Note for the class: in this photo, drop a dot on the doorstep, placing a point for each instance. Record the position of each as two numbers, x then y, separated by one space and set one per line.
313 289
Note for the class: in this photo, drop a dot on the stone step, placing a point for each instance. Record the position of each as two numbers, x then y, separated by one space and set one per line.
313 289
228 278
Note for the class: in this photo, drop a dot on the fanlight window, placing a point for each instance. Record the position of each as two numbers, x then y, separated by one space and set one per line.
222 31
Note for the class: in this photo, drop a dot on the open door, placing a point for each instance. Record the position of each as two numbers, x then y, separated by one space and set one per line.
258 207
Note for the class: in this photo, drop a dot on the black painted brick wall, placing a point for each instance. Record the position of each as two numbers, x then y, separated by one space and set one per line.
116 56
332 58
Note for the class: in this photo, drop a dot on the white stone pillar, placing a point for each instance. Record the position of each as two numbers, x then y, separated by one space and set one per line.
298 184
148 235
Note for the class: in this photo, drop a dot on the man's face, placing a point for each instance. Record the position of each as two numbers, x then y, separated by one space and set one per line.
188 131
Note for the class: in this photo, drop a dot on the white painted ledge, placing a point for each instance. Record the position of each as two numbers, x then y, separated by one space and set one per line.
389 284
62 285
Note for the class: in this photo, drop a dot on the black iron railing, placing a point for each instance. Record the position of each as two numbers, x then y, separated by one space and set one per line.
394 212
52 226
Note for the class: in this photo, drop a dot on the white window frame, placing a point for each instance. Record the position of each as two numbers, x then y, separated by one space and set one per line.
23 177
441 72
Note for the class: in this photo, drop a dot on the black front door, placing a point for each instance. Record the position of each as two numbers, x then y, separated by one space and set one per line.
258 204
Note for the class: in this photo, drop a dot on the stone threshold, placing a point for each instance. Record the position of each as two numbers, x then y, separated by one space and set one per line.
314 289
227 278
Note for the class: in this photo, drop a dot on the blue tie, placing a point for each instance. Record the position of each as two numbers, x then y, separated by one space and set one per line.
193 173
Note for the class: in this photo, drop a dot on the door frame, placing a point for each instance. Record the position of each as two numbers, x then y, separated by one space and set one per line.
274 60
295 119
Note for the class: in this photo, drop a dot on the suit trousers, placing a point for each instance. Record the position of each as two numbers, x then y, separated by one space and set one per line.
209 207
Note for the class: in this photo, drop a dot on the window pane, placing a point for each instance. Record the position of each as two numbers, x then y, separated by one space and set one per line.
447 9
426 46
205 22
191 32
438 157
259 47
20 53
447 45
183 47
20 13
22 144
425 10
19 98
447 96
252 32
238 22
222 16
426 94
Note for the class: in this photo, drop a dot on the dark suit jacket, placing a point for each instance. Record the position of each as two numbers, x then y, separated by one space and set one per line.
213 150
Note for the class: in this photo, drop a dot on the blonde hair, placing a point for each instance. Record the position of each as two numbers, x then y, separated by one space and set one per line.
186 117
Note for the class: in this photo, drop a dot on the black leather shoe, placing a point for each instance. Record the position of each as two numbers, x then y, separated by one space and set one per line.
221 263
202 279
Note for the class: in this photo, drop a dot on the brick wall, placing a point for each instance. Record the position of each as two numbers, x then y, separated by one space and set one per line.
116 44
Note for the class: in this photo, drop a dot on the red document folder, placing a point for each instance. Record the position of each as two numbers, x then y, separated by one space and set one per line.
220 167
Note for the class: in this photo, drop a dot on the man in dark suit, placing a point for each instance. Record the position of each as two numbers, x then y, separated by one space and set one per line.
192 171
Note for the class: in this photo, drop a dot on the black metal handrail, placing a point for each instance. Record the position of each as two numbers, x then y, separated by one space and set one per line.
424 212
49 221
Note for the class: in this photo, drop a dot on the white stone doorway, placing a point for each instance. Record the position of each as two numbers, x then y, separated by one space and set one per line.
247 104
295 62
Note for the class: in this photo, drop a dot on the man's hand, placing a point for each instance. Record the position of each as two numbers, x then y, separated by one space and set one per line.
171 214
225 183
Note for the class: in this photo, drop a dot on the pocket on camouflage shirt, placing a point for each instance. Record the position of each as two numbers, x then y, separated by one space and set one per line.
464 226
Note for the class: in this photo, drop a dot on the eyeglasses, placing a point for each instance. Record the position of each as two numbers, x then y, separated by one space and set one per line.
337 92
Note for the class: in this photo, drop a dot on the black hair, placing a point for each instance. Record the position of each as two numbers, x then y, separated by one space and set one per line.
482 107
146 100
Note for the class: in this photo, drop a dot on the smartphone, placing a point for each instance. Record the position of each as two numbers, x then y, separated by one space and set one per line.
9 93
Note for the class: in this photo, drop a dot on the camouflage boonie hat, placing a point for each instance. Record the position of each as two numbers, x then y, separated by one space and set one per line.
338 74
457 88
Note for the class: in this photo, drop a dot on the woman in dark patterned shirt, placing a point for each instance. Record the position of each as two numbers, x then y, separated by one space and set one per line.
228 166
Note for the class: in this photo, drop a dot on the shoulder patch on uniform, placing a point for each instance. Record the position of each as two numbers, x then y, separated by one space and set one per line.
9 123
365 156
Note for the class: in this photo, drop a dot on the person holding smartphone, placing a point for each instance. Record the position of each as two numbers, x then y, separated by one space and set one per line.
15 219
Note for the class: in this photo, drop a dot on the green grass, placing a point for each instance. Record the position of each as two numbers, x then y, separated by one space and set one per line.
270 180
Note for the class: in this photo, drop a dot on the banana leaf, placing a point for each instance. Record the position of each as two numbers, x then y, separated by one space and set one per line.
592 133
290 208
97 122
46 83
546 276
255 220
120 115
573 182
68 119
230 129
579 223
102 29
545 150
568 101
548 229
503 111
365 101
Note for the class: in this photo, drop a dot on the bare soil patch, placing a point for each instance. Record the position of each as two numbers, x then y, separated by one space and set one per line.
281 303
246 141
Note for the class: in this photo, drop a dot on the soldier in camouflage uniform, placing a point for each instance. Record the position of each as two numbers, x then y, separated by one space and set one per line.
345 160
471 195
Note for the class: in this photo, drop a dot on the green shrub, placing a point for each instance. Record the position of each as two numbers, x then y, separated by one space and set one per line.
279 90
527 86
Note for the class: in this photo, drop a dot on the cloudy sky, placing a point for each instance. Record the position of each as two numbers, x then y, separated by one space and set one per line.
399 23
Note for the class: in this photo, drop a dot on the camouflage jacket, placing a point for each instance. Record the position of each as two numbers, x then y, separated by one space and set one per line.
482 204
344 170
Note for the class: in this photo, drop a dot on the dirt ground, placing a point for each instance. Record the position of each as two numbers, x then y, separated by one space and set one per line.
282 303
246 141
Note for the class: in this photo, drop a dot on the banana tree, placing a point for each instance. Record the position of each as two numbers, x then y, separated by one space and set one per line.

DO THIS »
Your task is to retype all the records above with nothing left out.

RESULT FOR THIS TASK »
Note for the class: in this photo, drop a dot on the doorstep, placing a point for each instance. Record the position of each as two numbers, x then y, separated by one space and set one per line.
313 289
Note for the class: in this photo, drop a dot on the stone step, placing a point for each instance. Record the position of each as two numbers, x then y, separated by one space and set one per line.
313 289
228 278
Note for the class: in this photo, drop a dot on the fanlight window, placing a point for each instance. Record the position of each as two numbers, x then y, separated by one space and set one per line.
222 31
Note for the class: in this photo, drop a dot on the open door, placing a point for each instance. Record the position of each as two numbers, x then y, separated by one space and set one per line.
258 207
Note for the class: in this photo, drop a dot on the black painted brick wall, placing a point for each instance. Record the position of each as two numbers, x then y, separated by one space and set one per line.
116 56
332 58
Note for the class: in this photo, drop a dot on the white stone pillar, placing a point for each instance. Record the position of each as two numbers, x then y, separated by one space and set one per line.
298 184
148 235
Note for the class: in this photo, drop a dot on the man's face, placing a point for each instance. Record the position of each as two numbers, x then y, separated by one space and set one per line.
188 131
Note for the class: in this photo, drop a dot on the white painted ledge, placing a point for each instance. Record the position of each as two numbers, x then y, separated by one space and set one per line.
389 284
62 285
Note for the class: in this photo, drop a dot on the black iron railing, placing a point for each instance. Record the position of each as two numbers, x then y, separated by one space and set one per line.
394 212
52 226
Note for the class: in this photo, drop a dot on the white window frame, placing a point for each instance. Record the position of each as two numbers, x then y, separated by one space and set one per line.
23 177
441 72
Note for the class: in this photo, drop a dot on the black front door, placing a point for each instance. Record the position of each as two numbers, x then y, separated by one space and set one per line.
258 204
Note for the class: in this photo, drop a dot on the stone threshold, placing a point for each instance. Record the position of each as two numbers, x then y, separated by one space and set one per line.
314 289
227 278
Note for the class: in this photo, drop a dot on the blue tie, placing a point for each instance. Record the position of each as two numbers, x then y, separated by one space and set one per line.
193 173
Note for the class: in this photo, drop a dot on the door frame, placing a point for each instance. Record the position of each as two numbers, x then y, separated by one space and set one per line.
274 60
295 119
Note for the class: in this photo, drop a dot on the suit trousers, placing a point for each instance. Record the position of each as two numbers, x then y, separated by one space and set one per line.
209 207
Note for the class: in this photo, drop a dot on the window pane, placing a point for each instance. Record the position of each as two numbers, x then y, separated by one space and set one per line.
447 9
426 46
205 22
191 32
438 157
259 47
20 53
447 45
183 47
20 13
22 144
425 10
19 98
447 96
252 32
238 22
222 16
426 94
Note for the class: in this photo, drop a dot on the dark suit jacket, placing a point for each instance. Record the position of each as two numbers, x then y, separated by one space and set one per line.
213 150
Note for the class: in this photo, drop a dot on the blonde hair, placing a point for each instance. Record the position of each as two numbers, x then y, separated by one space and set one per line.
186 117
Note for the class: in this photo, drop a dot on the black leather shoe, placing a point for each instance. Record the position of each as two numbers, x then y, separated by one space and set one per line.
221 263
202 279
Note for the class: in this photo, drop a dot on the brick wall, placing a point for each instance. Record the position of each as two numbers, x then y, separated by one space and set one per line.
116 44
Note for the class: in this photo, drop a dot on the red document folder, placing a point for each instance. Record the position of each as two numbers, x then y, separated by one space and set one per line.
220 167
Note for the class: in this photo, drop a dot on the man in dark suit, placing a point for each instance. Record the position of each as two numbers, x then y, separated by one space and set one per line.
192 171
Note for the class: in this photo, drop a dot on the black metal handrail, placing a point for each instance. Record the position of each as two numbers, x then y, separated by one space and set one per line.
424 212
49 221
Note for the class: in this photo, drop a dot on the white stone doorway, placing a point for each instance. Record the position of each as two numbers, x then y, separated by one space and set one per line.
247 104
295 62
Note for the class: in this photo, drop a dot on the man's hand, placing a point for each instance. Record the position of each as two numbers, x then y, separated by one space and set one per line.
171 214
225 183
Note for the class: in this photo, drop a dot on the pocket on camouflage shirt, placing a point for each instance. Record the position of each as two numbers, x then y, separated by one space and set one per line.
464 226
Note for the class: in this photo, drop a dot on the eyeglasses, placing a point for each instance. Record the position of each as two numbers, x then y, separated by one space and set one per line.
337 92
Note for the class: in this photo, drop a dot on the black hair, placing a point for each instance. Record the position of each as two numbers, x then y, separated by one space and set one per line.
482 107
146 100
Note for the class: in this photo, drop a dot on the smartphone, placing a point for each instance. Record the position of each as two numbers, x then y, separated by one space and set one per line.
9 93
Note for the class: in this photo, drop a dot on the camouflage boonie hat, placing a point for each instance. Record the position of each as two numbers, x then y, separated by one space and set one per line.
338 74
457 88
Note for the class: in this photo, drop a dot on the woman in dark patterned shirt, placing a point for each instance. Record the position of each as two numbers, x then y, separated by one space and set one per line.
228 166
Note for the class: in this photo, drop a dot on the shoulder patch on uniform, placing a point for each instance. Record the position of each as two numbers, x then y, separated by one space and set one per line.
9 123
365 156
Note for the class: in this photo, drop a dot on the person holding smartphone, placing a point for each instance. Record the position of each as two numbers, x then y, separated by one space and set one per line.
15 219
Note for the class: in this photo, drop a dot on the green grass, placing a point for each instance. Record the position of each as two numbers, x then y, separated by one space and set one per line.
270 180
Note for the class: in this photo, drop a dot on the banana leaf, placing a point for each instance. Record the position of each as two numbers, x then y, separated by one space and set one per line.
592 133
290 208
97 122
46 83
546 276
255 220
120 115
573 182
68 119
230 129
579 223
102 29
545 150
568 101
548 229
503 111
365 101
Note for the class: in this photo, drop a dot on the bare soil patch, placing a point for each instance. Record the position of each as two numbers, x then y, separated by one space and set one per line.
281 303
246 141
Note for the class: in this photo, drop a dot on the soldier in camouflage uniform, placing a point for each instance. Record the position of each as two numbers, x then y, separated by one space and set one per line.
345 160
471 195
Note for the class: in this photo, drop a dot on the green shrub, placing a point for each instance. Record the position of each as two numbers, x then y, separated by one space and set one per line.
279 90
527 86
Note for the class: in this photo, drop a dot on the cloudy sky, placing a point for each instance. Record the position of each as two numbers, x then y, separated by one space and set one per line.
399 23
Note for the class: in this photo, drop a dot on the camouflage jacket, placing a point for each instance. Record the position of each as two numbers, x then y, separated by one space and set one per line.
482 204
344 170
Note for the class: in this photo, drop a dot on the dirt ground, placing a point for each instance. Record the position of each as two numbers, x then y, separated by one space and set one per line.
282 303
246 141
Note for the class: in this photo, drop a dot on the banana tree, placing a point for each instance. Record the position of each as two numbers, x then y, separated by one space and set one per line.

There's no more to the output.